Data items

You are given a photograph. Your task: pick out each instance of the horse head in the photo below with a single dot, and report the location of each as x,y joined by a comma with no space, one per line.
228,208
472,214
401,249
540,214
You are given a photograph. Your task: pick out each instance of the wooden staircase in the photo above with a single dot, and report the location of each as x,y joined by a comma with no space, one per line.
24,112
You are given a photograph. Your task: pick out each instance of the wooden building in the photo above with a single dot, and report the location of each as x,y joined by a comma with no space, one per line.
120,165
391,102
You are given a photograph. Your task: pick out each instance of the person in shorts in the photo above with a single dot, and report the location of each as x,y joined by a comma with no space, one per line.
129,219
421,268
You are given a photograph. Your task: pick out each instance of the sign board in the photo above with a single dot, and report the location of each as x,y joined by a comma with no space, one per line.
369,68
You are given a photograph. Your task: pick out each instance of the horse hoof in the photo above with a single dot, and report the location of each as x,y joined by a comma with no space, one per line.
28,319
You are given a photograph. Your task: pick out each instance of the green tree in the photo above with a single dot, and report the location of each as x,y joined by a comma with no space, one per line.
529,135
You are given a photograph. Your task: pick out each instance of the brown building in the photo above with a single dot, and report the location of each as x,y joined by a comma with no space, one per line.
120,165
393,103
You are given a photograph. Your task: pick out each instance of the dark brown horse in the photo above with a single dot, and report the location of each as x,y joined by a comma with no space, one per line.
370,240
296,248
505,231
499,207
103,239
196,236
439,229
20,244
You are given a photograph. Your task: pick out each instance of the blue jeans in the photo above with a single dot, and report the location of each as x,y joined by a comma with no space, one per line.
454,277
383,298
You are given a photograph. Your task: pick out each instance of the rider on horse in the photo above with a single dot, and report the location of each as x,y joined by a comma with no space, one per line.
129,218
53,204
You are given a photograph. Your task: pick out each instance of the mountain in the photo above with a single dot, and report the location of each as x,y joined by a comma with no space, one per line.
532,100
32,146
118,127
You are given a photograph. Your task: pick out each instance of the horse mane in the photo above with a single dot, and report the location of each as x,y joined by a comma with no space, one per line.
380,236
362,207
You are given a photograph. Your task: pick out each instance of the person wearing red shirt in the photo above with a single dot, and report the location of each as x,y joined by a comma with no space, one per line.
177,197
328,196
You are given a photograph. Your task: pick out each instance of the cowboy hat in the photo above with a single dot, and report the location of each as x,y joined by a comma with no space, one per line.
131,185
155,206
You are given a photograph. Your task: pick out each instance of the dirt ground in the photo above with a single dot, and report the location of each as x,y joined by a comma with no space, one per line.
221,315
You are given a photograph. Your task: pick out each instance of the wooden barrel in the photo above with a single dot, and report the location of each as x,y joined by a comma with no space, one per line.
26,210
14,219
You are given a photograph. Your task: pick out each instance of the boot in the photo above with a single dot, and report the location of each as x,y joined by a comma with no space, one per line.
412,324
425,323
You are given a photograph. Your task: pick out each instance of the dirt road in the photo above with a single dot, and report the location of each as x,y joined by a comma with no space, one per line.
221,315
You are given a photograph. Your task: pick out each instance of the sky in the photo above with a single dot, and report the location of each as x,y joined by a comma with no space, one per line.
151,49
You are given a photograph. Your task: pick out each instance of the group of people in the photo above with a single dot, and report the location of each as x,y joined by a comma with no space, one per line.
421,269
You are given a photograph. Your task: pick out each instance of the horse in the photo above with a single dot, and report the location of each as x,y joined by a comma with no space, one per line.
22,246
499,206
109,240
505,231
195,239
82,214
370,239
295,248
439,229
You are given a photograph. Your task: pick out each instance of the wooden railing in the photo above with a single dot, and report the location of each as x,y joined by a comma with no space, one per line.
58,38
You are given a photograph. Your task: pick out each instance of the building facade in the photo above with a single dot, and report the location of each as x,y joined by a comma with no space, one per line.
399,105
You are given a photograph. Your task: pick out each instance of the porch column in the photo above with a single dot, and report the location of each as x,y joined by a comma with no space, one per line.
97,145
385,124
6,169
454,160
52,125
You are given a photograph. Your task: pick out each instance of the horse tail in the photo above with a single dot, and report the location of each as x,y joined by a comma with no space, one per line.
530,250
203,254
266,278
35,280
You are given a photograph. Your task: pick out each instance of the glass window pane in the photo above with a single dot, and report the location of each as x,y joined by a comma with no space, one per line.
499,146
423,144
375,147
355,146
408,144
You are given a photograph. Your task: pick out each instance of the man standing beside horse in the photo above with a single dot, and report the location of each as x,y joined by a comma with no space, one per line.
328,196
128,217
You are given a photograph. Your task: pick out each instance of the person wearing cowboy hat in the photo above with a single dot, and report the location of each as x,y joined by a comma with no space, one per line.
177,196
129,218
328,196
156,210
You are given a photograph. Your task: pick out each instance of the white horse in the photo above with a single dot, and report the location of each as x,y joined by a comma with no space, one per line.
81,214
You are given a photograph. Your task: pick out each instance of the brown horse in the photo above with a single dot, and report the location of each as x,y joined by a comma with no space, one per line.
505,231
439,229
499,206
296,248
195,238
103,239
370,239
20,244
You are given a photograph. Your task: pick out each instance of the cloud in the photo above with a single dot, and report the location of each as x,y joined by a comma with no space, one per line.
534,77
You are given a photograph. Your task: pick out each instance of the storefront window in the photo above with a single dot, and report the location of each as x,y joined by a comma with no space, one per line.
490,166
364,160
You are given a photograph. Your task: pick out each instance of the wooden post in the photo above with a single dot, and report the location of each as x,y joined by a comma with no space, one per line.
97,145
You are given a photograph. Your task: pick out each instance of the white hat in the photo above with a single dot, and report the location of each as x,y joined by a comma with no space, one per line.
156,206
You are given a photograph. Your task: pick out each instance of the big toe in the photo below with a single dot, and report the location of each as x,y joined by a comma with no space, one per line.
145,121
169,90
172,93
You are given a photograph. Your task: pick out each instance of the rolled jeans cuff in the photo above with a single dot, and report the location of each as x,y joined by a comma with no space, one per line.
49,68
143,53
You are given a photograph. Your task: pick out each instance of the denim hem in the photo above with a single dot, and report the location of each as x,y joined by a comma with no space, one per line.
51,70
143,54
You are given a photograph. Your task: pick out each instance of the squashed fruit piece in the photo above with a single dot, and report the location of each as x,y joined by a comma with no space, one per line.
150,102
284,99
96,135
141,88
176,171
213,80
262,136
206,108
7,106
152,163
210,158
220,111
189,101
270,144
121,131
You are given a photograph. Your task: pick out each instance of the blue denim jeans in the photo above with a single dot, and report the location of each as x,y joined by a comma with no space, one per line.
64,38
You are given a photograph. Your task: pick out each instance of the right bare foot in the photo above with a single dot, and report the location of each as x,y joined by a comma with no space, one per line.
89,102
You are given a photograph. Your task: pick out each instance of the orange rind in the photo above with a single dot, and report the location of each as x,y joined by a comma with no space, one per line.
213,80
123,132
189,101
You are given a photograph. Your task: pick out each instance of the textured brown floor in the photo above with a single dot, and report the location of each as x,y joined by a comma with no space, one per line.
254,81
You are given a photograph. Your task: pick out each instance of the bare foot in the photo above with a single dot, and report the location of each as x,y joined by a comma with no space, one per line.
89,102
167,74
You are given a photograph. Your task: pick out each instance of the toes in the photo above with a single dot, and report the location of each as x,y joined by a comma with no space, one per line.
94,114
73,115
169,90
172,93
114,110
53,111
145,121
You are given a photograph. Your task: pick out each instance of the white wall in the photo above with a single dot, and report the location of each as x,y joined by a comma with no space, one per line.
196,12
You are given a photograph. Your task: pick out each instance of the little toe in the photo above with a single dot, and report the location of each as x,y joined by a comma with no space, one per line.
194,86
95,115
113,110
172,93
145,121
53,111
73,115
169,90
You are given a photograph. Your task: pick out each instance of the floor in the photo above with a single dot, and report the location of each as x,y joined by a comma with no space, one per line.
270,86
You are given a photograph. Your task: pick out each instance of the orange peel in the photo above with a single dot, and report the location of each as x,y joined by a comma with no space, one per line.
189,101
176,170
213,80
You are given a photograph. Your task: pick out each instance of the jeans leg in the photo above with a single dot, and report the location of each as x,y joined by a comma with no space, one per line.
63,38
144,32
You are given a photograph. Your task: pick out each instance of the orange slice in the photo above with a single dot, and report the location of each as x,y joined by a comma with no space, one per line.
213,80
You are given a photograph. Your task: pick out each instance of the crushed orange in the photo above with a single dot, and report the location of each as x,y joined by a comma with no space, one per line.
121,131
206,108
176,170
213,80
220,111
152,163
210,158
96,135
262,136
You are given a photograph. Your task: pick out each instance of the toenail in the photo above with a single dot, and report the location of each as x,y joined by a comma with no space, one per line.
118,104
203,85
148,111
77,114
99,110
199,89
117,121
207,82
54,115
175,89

> TASK DESCRIPTION
Your output consists solely of the lines from the one with "of the jeans" through the last line, copied exactly.

> THE RESULT
You are given a photograph. Your task: pick out each instance of the jeans leg in the photo above with a single dot, and report the location of each as x,y joined by a comma with no space, one per line.
63,38
144,32
You are given a photograph. Your task: pick out each instance of the orange slice in the photo above with a single dot, and report the location of each as x,y joined by a comma with no space, one per line.
213,80
You are given a photograph. Your task: pick out each instance of the crushed orange in the photo above with a single dot, and report the location of each as x,y joined by a comma with no space, one per line.
121,131
206,108
176,170
213,80
220,111
152,163
210,158
96,135
262,136
You are given a photograph. Your task: pick out each instance of the toenail in the photo above with a single dot, and report the location of each as x,y joined by a comma with no space, one per line.
118,104
203,85
148,111
77,114
99,110
199,89
117,121
207,82
54,115
175,89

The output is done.